● The task: Set out exactly every line of the entries below, starting at the line that holds "# provide a point for each instance of the clear" and stopping after the line that holds "# provide a point for each instance of the wind-sculpted".

● Dataset items:
>>>

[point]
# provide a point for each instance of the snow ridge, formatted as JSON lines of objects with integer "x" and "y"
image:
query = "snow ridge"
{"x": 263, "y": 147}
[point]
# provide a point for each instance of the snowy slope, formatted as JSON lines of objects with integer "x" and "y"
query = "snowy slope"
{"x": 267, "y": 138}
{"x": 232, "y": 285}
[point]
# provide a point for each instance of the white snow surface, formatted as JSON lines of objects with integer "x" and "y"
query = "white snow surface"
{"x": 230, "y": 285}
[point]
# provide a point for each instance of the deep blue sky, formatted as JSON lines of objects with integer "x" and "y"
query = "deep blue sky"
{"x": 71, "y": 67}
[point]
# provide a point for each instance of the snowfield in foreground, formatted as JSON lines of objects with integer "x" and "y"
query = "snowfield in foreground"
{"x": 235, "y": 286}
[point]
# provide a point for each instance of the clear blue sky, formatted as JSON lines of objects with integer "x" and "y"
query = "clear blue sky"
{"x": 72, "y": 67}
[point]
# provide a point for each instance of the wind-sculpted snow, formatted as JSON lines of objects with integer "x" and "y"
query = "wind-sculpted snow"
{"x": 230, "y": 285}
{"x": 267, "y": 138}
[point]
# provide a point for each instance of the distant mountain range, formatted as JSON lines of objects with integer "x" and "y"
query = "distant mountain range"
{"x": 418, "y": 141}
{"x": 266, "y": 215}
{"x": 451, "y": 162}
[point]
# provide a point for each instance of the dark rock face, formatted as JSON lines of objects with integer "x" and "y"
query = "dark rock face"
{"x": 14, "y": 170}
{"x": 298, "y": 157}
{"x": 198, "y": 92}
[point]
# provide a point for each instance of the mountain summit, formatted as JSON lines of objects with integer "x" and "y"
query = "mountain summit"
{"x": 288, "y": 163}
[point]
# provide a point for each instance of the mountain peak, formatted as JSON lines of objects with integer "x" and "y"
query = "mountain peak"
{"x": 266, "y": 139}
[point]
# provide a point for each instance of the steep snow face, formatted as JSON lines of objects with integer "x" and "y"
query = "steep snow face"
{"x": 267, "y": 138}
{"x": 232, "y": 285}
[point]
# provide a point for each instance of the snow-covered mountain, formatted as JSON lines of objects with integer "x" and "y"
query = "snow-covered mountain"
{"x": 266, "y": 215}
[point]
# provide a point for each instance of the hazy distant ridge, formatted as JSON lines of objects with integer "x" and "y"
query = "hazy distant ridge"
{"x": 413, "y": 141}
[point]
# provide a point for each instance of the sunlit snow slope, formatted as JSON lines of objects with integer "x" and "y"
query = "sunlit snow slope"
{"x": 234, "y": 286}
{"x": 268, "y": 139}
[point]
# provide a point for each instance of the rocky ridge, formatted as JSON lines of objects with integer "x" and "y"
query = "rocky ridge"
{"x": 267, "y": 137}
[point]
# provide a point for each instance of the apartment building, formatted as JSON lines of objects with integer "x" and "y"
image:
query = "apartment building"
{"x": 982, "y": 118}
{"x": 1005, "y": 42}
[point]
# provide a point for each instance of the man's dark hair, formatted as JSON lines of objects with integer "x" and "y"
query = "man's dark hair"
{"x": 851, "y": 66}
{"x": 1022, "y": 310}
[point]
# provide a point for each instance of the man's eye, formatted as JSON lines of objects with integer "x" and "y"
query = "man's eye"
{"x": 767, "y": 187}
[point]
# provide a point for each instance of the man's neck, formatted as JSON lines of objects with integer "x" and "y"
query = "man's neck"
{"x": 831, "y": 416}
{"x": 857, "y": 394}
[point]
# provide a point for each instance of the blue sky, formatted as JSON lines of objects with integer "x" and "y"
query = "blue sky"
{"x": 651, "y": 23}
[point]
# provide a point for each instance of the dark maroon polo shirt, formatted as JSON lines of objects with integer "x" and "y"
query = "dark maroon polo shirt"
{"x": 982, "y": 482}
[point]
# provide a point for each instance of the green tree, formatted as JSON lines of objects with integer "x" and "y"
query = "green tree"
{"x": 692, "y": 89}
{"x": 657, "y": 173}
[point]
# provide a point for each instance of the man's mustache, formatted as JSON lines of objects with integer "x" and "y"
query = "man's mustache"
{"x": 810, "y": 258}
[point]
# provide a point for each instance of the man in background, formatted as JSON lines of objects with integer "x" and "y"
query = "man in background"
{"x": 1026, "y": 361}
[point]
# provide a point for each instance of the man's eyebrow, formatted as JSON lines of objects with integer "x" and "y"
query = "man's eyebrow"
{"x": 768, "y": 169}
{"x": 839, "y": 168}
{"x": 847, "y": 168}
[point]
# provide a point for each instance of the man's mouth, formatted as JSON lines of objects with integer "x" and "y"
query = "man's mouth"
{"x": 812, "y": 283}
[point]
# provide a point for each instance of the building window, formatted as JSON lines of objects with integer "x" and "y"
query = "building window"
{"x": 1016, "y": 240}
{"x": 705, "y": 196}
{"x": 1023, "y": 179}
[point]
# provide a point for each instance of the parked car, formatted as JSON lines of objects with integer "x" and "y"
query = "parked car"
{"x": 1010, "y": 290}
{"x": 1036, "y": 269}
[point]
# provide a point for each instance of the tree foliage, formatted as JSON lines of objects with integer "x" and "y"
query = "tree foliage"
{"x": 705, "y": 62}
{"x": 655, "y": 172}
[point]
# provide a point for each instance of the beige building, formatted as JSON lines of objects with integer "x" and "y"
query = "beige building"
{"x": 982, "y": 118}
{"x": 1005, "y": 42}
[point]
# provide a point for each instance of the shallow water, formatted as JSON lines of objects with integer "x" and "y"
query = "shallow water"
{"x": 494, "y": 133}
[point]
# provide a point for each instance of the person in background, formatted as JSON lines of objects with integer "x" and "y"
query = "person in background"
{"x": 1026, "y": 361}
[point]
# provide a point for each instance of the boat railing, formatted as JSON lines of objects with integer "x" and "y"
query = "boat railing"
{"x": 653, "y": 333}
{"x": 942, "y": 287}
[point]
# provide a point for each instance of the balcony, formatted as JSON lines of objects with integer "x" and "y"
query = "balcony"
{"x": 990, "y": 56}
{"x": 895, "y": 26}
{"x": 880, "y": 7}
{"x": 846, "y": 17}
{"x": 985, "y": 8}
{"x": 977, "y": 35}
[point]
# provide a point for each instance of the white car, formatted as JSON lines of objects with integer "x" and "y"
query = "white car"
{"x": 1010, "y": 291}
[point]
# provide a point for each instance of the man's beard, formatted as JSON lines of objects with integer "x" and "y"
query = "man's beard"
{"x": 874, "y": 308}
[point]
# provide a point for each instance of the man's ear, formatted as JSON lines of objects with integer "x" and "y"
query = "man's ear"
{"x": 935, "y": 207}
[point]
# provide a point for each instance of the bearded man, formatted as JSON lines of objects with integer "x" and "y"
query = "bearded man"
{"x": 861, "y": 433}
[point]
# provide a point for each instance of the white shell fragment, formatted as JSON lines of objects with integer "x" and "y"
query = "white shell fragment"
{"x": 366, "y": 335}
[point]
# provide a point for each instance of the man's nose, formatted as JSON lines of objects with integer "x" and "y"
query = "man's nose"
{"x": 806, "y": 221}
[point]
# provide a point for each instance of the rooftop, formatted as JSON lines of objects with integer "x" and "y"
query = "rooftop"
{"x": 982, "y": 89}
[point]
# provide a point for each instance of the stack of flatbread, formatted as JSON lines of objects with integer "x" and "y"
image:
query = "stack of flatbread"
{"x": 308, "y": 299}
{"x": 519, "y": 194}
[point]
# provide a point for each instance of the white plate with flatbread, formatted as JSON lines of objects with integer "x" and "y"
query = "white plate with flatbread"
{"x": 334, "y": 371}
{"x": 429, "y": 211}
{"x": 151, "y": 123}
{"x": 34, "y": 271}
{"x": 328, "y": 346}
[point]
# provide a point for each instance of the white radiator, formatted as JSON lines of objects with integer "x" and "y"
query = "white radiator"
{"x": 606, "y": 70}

<<<

● Written solution:
# provide a point for each instance of the clear blue sky, formatted as JSON lines of objects with integer "x" and "y"
query = "clear blue sky"
{"x": 72, "y": 67}
[point]
# provide a point for each instance of the wind-sculpted snow, formatted as JSON lines of objects with integer "x" and "y"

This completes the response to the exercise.